SHORT EXERCISE:
From the listing below, extract every line word for word, from the start of the listing through the line that contains "column 369, row 222", with both ends included. Leave the pictures out of your answer.
begin RECORDS SHOWN
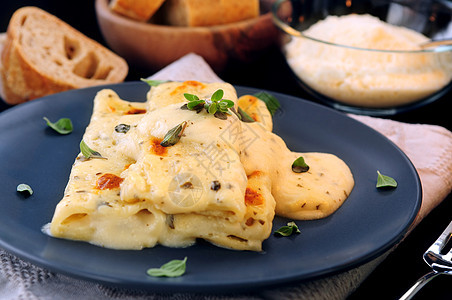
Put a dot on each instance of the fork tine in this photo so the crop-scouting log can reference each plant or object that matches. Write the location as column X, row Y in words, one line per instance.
column 439, row 244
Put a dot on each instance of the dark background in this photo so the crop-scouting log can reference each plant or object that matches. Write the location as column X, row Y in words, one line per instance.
column 269, row 71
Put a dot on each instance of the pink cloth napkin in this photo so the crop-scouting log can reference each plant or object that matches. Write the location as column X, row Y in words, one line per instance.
column 428, row 147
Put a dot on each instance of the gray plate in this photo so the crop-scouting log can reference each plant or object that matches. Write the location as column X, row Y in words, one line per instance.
column 369, row 222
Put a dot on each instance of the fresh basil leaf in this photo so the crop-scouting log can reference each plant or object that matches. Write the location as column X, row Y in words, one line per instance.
column 270, row 101
column 191, row 97
column 62, row 126
column 385, row 181
column 193, row 104
column 87, row 152
column 244, row 116
column 288, row 230
column 153, row 82
column 299, row 165
column 213, row 108
column 24, row 189
column 217, row 95
column 173, row 268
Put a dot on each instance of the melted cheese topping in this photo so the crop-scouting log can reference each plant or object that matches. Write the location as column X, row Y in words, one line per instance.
column 218, row 183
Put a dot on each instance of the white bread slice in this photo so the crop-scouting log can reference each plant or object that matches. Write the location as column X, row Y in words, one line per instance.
column 43, row 55
column 216, row 12
column 141, row 10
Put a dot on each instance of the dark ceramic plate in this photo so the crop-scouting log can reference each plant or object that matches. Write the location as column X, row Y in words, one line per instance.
column 370, row 222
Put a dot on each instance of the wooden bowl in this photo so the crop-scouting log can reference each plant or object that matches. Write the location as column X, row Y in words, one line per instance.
column 155, row 46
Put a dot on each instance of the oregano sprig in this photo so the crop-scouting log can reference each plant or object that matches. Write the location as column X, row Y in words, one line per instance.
column 173, row 268
column 216, row 105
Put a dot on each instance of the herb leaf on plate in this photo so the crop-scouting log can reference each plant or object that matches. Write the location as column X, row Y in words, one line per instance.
column 173, row 268
column 62, row 126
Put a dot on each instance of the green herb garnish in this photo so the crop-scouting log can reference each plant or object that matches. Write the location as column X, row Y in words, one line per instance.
column 385, row 181
column 24, row 189
column 216, row 105
column 174, row 268
column 270, row 101
column 299, row 165
column 88, row 152
column 62, row 126
column 153, row 82
column 173, row 135
column 288, row 230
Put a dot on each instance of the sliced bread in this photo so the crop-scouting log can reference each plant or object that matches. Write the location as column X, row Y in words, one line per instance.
column 216, row 12
column 43, row 55
column 141, row 10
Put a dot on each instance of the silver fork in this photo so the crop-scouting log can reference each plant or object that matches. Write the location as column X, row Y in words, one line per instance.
column 440, row 263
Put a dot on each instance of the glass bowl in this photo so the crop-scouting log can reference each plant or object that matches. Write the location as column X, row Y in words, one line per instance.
column 365, row 57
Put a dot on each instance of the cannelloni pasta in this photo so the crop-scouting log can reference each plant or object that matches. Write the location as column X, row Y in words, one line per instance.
column 222, row 181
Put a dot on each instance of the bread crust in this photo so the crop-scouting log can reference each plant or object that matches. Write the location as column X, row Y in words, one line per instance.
column 43, row 55
column 141, row 10
column 218, row 12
end RECORDS SHOWN
RESULT FOR THIS EXERCISE:
Put a dot on each instance of the fork tine in this photo so the crop-scouting log can reference each plant or object that matches. Write the location as column X, row Y in words, one line per instance.
column 439, row 244
Put a dot on each instance of the dark background in this photo so the crop-scouting log can reference each plant or object that matches. Write the location as column X, row Y in words, one line per instance.
column 269, row 71
Put a dot on each instance of the pink cloth napkin in this photo so the crop-scouting log can reference each plant or object that matches. Write the location as column X, row Y in words, one line per instance.
column 428, row 147
Put a dot on each instance of the gray plate in this photo so the crop-scouting log can reference each plant or object that matches. Write the location as column X, row Y in words, one line per instance.
column 369, row 222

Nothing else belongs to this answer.